Required actions —
1. Write out the text on voice pipeline latency from "Streaming overlap: the" up to and including "LLM can start)".
2. List every all-capital abbreviation that appears in the text on voice pipeline latency.

Selected text —
This is the worst possible approach for latency. Every stage waits for the previous to fully complete.

Streaming overlap: the key optimization

The core insight is that you can start TTS before the LLM finishes. As tokens stream out of the LLM, you accumulate them into sentence-sized chunks and send each chunk to TTS immediately.

async function voicePipelineStreaming(audioBlob) {
  // Stage 1: STT (must complete before LLM can start)

Supplied entries —
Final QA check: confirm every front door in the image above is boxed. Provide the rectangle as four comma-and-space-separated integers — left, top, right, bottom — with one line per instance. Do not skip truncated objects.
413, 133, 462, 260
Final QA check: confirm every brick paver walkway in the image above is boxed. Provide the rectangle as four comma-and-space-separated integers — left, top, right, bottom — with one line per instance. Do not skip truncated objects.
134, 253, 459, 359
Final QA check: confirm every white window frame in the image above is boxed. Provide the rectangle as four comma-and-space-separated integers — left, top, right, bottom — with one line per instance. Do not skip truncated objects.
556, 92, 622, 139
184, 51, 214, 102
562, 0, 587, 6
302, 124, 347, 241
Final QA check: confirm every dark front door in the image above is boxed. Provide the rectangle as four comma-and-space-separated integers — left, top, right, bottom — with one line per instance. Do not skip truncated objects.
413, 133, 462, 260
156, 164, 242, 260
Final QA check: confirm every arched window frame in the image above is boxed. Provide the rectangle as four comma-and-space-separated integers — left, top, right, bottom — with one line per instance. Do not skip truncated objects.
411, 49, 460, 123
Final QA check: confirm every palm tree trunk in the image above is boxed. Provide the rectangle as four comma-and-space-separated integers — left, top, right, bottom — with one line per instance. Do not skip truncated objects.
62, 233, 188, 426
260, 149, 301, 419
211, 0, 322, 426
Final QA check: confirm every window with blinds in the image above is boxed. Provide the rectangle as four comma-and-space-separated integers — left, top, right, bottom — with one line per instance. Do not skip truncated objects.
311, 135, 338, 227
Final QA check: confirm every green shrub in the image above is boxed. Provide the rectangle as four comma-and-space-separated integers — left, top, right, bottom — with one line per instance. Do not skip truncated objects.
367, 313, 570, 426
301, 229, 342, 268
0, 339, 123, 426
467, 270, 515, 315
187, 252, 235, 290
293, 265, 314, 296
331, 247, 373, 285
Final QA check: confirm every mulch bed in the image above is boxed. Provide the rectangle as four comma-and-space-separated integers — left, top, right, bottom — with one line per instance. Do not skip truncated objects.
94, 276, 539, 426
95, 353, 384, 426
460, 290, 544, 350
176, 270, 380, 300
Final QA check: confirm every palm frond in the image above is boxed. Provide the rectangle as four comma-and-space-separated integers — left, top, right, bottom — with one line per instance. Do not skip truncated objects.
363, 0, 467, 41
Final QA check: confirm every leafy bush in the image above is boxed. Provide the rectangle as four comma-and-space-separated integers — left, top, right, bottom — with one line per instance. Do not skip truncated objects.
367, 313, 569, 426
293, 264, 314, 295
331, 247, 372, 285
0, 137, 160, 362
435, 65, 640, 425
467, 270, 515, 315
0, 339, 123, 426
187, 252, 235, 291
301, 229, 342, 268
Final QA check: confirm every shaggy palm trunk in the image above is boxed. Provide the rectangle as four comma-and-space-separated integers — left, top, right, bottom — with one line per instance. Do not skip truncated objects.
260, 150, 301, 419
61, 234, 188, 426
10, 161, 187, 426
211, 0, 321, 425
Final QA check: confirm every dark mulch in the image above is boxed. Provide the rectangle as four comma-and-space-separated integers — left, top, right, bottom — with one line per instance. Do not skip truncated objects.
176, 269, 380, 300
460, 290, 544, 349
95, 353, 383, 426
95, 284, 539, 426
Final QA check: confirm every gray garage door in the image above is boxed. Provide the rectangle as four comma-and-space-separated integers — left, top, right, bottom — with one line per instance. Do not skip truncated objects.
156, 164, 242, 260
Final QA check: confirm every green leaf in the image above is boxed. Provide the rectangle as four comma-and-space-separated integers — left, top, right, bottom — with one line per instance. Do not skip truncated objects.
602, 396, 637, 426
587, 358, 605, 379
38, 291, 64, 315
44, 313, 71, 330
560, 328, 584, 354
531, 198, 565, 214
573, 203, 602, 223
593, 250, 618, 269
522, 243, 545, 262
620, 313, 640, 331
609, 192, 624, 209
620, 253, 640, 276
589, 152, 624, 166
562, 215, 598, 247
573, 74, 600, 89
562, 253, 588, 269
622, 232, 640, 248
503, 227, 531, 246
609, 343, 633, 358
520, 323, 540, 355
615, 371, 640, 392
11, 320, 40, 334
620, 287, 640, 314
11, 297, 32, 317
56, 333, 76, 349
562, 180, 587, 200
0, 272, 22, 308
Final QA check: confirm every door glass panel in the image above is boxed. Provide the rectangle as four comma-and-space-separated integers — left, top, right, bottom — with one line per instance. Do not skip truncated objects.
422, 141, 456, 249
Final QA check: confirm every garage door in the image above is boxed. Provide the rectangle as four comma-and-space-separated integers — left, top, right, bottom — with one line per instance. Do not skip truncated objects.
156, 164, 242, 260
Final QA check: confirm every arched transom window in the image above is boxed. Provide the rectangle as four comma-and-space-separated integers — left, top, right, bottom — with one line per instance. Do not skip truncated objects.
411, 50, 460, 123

Expected results —
1.
Streaming overlap: the key optimization

The core insight is that you can start TTS before the LLM finishes. As tokens stream out of the LLM, you accumulate them into sentence-sized chunks and send each chunk to TTS immediately.

async function voicePipelineStreaming(audioBlob) {
  // Stage 1: STT (must complete before LLM can start)

2. TTS, LLM, STT